━━━ Source data
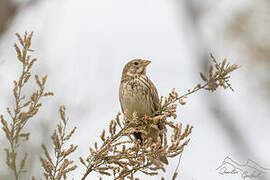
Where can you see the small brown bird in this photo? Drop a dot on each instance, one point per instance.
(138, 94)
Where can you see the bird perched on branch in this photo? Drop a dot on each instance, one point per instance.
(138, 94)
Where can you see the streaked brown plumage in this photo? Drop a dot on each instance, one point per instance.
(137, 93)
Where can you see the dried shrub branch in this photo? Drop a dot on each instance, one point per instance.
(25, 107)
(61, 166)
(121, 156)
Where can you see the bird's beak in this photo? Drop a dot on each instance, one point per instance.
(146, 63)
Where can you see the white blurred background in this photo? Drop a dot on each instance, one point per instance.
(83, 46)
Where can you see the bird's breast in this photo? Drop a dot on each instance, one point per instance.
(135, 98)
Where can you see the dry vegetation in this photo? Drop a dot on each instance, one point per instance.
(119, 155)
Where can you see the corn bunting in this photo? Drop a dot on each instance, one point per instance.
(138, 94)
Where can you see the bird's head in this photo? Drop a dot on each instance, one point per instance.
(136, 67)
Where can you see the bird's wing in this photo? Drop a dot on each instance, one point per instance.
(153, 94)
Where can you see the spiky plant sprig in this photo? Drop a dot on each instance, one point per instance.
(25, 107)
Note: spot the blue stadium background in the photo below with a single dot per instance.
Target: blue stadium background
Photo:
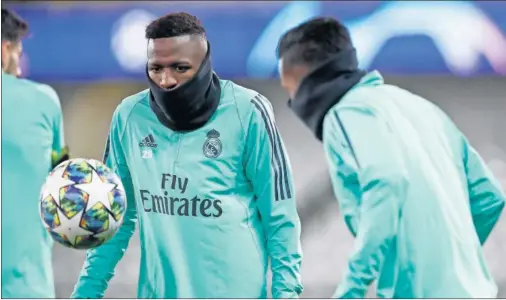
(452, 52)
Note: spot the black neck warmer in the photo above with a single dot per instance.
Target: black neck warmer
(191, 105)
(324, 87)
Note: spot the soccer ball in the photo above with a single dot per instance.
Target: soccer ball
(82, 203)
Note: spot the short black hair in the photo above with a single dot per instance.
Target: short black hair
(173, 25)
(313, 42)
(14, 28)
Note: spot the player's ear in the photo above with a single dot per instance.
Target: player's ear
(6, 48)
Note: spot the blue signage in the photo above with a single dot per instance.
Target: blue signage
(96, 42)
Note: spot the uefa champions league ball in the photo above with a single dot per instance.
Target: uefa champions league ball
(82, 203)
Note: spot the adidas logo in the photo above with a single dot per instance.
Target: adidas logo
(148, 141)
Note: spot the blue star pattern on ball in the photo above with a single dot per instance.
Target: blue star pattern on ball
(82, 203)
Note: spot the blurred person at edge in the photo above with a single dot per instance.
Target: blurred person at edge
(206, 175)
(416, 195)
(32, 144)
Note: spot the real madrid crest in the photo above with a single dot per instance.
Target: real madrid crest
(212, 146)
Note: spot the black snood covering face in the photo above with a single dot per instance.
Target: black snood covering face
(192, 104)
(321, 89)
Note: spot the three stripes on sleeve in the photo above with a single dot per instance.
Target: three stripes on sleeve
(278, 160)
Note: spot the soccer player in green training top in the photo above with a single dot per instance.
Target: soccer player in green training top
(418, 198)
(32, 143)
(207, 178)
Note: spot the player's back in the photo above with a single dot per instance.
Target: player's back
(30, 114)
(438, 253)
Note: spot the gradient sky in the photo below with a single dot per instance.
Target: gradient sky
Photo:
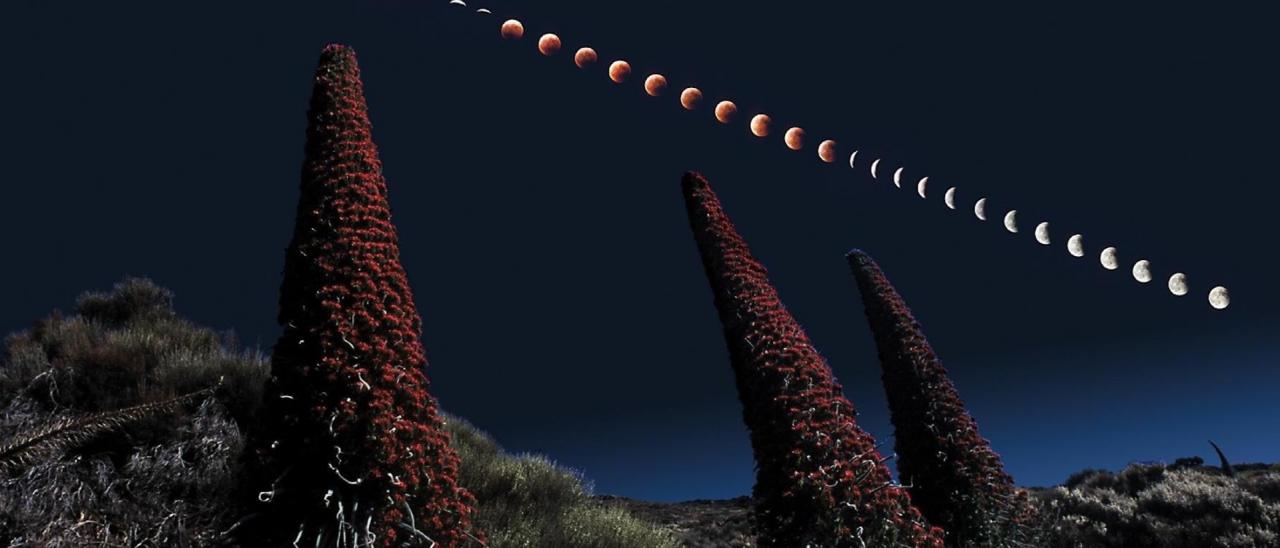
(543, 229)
━━━━━━
In the entries above, find the line with "Note: spot the blue stadium" and the line with "Note: spot the black neck". Return exactly those lines and all the ones between them, pictures excluded.

Note: spot the blue stadium background in the photo below with a single dot per instance.
Target: blue stadium background
Photo:
(452, 52)
Note: spot the black neck warmer in the photo above with a single dot per instance.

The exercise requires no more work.